[BEGIN DATA SHOWN]

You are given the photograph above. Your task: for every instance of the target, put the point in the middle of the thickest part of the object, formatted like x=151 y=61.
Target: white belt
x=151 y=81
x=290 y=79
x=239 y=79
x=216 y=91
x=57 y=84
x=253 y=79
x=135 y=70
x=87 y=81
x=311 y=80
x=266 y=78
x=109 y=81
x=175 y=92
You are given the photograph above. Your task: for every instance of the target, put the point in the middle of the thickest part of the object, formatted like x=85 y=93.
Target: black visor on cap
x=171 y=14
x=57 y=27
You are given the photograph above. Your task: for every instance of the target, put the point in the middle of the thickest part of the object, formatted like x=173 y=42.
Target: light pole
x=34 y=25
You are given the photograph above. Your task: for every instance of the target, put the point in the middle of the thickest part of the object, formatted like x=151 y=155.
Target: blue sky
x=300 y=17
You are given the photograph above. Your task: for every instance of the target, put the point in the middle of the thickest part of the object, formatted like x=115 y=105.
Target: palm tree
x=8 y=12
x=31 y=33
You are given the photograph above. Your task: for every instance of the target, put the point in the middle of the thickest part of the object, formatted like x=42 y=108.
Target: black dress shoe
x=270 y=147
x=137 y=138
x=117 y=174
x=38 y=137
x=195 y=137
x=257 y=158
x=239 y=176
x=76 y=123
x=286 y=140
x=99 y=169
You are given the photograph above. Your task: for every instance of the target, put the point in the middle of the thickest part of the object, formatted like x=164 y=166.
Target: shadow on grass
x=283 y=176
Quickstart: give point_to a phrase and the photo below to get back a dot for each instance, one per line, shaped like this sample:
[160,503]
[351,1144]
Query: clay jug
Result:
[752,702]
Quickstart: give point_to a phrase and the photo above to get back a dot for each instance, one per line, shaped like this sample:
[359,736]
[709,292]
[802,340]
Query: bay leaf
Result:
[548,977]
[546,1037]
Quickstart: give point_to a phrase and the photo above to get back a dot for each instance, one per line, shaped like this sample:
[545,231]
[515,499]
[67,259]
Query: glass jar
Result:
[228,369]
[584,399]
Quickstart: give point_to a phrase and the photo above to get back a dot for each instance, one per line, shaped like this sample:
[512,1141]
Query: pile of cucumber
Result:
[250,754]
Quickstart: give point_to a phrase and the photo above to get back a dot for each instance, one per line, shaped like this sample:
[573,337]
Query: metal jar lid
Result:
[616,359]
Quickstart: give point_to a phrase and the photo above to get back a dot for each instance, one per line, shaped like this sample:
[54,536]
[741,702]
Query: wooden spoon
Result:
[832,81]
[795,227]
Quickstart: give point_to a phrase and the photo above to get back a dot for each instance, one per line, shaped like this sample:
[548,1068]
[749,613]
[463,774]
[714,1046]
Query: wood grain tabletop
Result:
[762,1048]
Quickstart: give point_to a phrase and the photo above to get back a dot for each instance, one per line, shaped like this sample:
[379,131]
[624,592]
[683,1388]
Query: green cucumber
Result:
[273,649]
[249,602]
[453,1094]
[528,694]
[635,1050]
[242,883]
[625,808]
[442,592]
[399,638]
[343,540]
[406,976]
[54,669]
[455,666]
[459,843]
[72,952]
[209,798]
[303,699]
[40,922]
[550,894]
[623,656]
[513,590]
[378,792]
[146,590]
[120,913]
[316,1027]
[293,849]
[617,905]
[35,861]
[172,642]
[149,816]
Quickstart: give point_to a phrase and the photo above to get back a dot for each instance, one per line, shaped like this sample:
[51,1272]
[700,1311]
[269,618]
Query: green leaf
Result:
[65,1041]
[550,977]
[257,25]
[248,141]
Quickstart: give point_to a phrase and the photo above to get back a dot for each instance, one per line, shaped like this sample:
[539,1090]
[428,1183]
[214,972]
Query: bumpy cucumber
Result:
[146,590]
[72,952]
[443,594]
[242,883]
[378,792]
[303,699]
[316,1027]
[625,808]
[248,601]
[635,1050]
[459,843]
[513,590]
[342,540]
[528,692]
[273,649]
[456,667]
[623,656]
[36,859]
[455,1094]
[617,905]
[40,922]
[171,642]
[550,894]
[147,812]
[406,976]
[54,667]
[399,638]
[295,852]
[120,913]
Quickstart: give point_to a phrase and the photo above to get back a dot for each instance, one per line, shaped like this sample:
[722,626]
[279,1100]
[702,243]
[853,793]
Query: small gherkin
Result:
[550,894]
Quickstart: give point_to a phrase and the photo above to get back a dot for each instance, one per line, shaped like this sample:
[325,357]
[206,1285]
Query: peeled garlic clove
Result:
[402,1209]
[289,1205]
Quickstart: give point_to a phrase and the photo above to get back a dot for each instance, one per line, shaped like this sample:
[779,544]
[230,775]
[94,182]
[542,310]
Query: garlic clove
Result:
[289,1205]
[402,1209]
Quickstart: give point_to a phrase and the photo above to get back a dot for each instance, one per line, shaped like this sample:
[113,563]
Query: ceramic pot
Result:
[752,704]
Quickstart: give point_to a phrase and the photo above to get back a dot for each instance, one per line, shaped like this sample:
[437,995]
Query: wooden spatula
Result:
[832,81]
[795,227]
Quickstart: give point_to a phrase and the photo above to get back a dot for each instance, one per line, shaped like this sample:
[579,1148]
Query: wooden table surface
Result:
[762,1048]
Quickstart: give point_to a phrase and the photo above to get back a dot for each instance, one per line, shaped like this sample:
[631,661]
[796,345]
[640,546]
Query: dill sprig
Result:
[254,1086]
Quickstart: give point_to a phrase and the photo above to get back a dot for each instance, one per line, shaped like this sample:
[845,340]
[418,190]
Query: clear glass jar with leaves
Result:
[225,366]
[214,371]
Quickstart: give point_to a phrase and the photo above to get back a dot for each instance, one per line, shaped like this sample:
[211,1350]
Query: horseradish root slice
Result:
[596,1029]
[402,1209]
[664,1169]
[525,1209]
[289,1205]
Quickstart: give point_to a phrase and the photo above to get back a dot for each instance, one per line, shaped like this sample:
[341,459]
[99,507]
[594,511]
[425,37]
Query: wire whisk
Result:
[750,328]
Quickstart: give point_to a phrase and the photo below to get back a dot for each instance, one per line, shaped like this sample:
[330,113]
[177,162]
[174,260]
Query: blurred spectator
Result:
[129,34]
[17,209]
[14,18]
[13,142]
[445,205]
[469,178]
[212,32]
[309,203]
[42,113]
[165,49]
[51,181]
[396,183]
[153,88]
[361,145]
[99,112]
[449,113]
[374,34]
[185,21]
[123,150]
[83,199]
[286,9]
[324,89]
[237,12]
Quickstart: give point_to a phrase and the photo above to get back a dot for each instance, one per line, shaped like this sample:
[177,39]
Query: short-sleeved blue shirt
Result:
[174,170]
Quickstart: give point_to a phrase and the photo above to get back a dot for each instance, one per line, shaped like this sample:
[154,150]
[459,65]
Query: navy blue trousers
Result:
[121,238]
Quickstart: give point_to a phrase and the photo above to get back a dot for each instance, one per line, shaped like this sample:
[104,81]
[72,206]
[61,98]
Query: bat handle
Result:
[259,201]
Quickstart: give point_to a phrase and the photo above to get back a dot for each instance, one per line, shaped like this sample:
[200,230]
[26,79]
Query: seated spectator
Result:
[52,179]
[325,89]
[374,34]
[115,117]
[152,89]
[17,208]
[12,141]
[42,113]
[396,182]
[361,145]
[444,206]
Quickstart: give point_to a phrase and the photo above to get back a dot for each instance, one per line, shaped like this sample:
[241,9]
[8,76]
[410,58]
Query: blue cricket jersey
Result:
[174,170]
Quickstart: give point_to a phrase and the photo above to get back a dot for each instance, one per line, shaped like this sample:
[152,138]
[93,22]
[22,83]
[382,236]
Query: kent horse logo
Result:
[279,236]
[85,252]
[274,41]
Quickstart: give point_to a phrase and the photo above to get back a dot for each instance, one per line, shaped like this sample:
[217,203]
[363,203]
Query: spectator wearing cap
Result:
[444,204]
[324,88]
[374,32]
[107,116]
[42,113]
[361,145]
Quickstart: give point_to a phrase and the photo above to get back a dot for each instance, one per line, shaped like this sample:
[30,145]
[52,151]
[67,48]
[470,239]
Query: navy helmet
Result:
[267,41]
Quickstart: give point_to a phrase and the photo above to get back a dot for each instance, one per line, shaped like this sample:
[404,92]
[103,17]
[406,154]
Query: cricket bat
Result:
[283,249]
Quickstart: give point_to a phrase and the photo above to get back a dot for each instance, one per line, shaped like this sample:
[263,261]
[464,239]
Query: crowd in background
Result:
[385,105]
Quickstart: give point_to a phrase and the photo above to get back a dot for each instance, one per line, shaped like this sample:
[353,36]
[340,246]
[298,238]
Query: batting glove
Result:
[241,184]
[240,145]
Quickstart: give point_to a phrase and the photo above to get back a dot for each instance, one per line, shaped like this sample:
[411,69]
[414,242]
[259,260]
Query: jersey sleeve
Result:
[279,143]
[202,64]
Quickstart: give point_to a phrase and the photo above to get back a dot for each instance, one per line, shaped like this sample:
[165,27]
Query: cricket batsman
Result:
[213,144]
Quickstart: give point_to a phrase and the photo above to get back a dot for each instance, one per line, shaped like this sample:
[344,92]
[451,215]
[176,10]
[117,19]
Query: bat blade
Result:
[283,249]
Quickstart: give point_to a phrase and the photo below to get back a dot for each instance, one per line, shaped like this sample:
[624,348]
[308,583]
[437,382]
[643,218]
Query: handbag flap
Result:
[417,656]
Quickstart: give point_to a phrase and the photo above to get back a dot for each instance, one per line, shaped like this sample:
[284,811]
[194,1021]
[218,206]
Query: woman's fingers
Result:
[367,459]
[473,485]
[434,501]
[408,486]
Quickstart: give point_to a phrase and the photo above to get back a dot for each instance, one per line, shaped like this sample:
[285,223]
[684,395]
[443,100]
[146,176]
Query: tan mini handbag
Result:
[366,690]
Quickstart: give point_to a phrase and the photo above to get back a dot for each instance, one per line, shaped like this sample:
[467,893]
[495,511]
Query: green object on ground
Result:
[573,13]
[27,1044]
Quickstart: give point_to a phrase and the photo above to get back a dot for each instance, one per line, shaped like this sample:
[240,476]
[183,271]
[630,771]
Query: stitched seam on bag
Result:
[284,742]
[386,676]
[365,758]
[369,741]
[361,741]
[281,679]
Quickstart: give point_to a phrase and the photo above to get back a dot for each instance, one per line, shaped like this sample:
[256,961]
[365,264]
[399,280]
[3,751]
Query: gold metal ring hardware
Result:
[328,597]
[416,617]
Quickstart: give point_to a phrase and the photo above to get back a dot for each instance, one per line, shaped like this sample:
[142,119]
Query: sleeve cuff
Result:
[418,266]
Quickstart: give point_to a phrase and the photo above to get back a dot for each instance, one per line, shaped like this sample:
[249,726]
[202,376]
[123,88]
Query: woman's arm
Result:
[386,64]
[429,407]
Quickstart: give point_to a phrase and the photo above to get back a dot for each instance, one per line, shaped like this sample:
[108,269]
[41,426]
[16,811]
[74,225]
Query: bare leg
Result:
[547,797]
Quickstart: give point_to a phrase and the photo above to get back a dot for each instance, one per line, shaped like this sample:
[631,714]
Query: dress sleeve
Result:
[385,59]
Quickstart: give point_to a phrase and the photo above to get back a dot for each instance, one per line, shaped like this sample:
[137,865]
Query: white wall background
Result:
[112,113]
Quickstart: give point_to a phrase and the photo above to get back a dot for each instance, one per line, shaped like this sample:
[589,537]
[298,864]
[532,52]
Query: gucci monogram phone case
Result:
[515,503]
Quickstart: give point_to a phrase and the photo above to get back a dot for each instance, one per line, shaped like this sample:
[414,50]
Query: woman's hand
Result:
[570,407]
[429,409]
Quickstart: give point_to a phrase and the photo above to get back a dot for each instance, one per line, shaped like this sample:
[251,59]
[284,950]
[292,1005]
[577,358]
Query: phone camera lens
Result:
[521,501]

[END DATA SHOWN]

• **WRITTEN INSTRUCTION**:
Reproduce the listing above word for word, starting at its first line and ending with the line that contains "x=283 y=176".

• **RESPONSE BELOW**:
You are given the photograph above. Your task: for every instance of the target, put the point in the middle of the thickest part of the object, formatted like x=151 y=61.
Target: white belt
x=151 y=81
x=290 y=79
x=239 y=79
x=216 y=91
x=57 y=84
x=253 y=79
x=135 y=70
x=87 y=81
x=311 y=80
x=266 y=78
x=109 y=81
x=175 y=92
You are given the photograph above. Your task: for every instance of the target, put the point in the middle of the thickest part of the object, formatted like x=85 y=93.
Target: black visor on cap
x=171 y=14
x=57 y=27
You are given the photograph above. Your task: for every instance of the target, put the point in the middle of the thickest part of the object, formatted like x=173 y=42.
Target: light pole
x=34 y=25
You are given the photograph above. Your task: for every instance of the target, put the point in the middle of the thickest part of the object, formatted like x=151 y=155.
Target: blue sky
x=300 y=17
You are given the photograph above. Your task: for every instance of the target, put the point in the middle of the thickest part of the object, formatted like x=115 y=105.
Target: palm tree
x=8 y=12
x=31 y=33
You are given the photograph above. Your task: for every instance of the target, put the point in the middle of the thickest part of the object, formatted like x=42 y=108.
Target: black dress shoe
x=270 y=147
x=137 y=138
x=117 y=174
x=38 y=137
x=195 y=137
x=257 y=158
x=239 y=176
x=76 y=123
x=286 y=140
x=99 y=169
You are given the photograph above. Your task: for every instance of the target, put the point in the middle of the thickest part of the object, formatted like x=164 y=166.
Target: shadow on grass
x=283 y=176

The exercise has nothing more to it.